■ **WHAT TO PRODUCE**
In the data below, find the line containing "Query: arched attic window"; reproduce that line and all subsequent lines exactly, and nothing else.
===== DATA LISTING =====
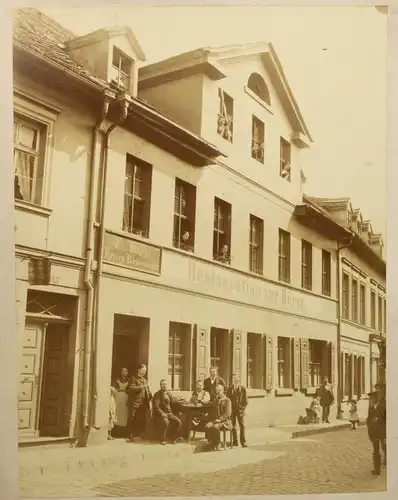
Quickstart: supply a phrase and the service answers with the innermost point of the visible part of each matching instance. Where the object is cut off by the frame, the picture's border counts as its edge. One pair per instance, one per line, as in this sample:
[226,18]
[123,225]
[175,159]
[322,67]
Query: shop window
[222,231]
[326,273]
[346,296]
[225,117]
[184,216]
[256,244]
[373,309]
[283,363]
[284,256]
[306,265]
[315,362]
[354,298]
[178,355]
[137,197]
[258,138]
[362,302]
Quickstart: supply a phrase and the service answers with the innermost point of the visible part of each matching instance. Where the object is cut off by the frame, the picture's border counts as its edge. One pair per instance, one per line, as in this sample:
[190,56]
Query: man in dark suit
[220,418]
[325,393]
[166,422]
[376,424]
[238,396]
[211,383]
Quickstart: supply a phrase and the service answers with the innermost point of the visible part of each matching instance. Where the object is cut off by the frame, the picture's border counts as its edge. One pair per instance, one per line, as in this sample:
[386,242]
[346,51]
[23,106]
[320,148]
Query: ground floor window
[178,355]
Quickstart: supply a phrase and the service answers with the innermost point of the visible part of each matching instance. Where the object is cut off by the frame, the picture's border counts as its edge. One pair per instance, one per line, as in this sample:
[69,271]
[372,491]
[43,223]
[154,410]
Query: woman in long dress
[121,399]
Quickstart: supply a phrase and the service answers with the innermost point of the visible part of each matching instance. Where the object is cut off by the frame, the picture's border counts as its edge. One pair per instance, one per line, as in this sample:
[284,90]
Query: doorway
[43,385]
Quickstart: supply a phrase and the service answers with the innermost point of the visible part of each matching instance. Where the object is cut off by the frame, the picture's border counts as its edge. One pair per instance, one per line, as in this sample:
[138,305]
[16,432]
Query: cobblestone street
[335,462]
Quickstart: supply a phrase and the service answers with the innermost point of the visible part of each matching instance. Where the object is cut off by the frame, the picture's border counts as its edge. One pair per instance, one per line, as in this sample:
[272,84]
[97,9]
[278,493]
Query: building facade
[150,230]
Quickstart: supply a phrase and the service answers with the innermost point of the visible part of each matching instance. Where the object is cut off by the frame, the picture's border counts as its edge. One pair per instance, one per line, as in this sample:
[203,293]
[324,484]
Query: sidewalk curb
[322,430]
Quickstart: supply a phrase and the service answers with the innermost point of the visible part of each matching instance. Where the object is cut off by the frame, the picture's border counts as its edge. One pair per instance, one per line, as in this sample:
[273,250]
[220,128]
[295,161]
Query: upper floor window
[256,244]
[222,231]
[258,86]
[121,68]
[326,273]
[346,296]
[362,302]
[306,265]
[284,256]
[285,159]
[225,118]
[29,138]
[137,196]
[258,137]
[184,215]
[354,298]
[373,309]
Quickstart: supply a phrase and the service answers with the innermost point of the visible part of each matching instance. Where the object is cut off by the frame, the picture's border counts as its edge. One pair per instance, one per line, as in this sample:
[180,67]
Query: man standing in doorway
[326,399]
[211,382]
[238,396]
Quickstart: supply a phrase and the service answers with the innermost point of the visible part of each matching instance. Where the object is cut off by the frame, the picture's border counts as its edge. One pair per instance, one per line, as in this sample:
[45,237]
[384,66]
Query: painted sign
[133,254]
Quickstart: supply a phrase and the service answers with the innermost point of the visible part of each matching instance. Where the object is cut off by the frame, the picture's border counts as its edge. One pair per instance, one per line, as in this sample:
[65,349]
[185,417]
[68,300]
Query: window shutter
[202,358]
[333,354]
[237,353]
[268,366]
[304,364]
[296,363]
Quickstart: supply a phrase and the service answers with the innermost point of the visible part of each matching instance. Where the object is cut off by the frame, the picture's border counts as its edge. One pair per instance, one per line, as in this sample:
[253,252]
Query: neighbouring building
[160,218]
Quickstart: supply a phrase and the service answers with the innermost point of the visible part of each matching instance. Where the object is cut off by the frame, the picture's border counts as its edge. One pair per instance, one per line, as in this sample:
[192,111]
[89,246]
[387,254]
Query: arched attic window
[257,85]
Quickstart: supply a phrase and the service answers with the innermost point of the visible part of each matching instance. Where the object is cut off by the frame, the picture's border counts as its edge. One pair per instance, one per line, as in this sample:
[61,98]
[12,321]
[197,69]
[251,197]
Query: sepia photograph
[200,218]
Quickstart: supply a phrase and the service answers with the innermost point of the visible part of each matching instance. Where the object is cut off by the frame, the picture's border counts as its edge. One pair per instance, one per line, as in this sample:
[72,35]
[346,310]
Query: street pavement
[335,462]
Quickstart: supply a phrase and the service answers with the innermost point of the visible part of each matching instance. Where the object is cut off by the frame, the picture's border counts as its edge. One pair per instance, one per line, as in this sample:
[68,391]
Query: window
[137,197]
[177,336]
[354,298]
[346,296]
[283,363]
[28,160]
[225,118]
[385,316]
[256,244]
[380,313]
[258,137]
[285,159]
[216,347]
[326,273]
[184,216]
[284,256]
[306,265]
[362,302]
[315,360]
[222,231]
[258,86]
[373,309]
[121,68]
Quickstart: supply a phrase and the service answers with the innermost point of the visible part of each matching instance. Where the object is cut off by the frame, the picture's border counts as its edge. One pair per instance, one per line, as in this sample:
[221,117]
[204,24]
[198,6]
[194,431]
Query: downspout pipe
=====
■ **RESPONSE TO THE TASK**
Query: arched attic window
[257,85]
Quickstart: supply a phrase and the service answers with the innermost point of the visible part of each matching instance. Where the object is cut off by the frame, the picture's border counts as its edge. One pair per instance, one per line, as in this sample:
[61,98]
[12,321]
[197,69]
[251,197]
Query: sepia photograph
[200,218]
Quickstart: supply a phrase and the service answers with the innermost point of the visible part of each matching instance. Where the object is cut off by the frame, the picture's border counts as its edge. One pair per instance, one per line, as in this sample:
[72,35]
[346,310]
Query: street pavement
[335,462]
Quickstart: supply a phrase and the service answers with the innermost point of the visible part of each matching instance. Where the object is cut off by the frame, the picture's border counts as its edge. One pair per instance, one per line, as in this sample:
[68,391]
Query: window
[137,197]
[177,336]
[354,298]
[346,296]
[283,363]
[28,160]
[225,118]
[385,316]
[256,244]
[380,313]
[258,137]
[285,159]
[216,347]
[326,273]
[184,216]
[284,256]
[306,265]
[362,302]
[315,360]
[222,231]
[258,86]
[373,309]
[121,68]
Quickstart: supply a phrase and the service answers with the innermost point of the visible part of each matching instance. Where the object is cut off by the frame, the picture's border counts as its edge. One pair per instance, one per line, as in this sample:
[221,117]
[204,24]
[198,6]
[194,431]
Query: downspout pipe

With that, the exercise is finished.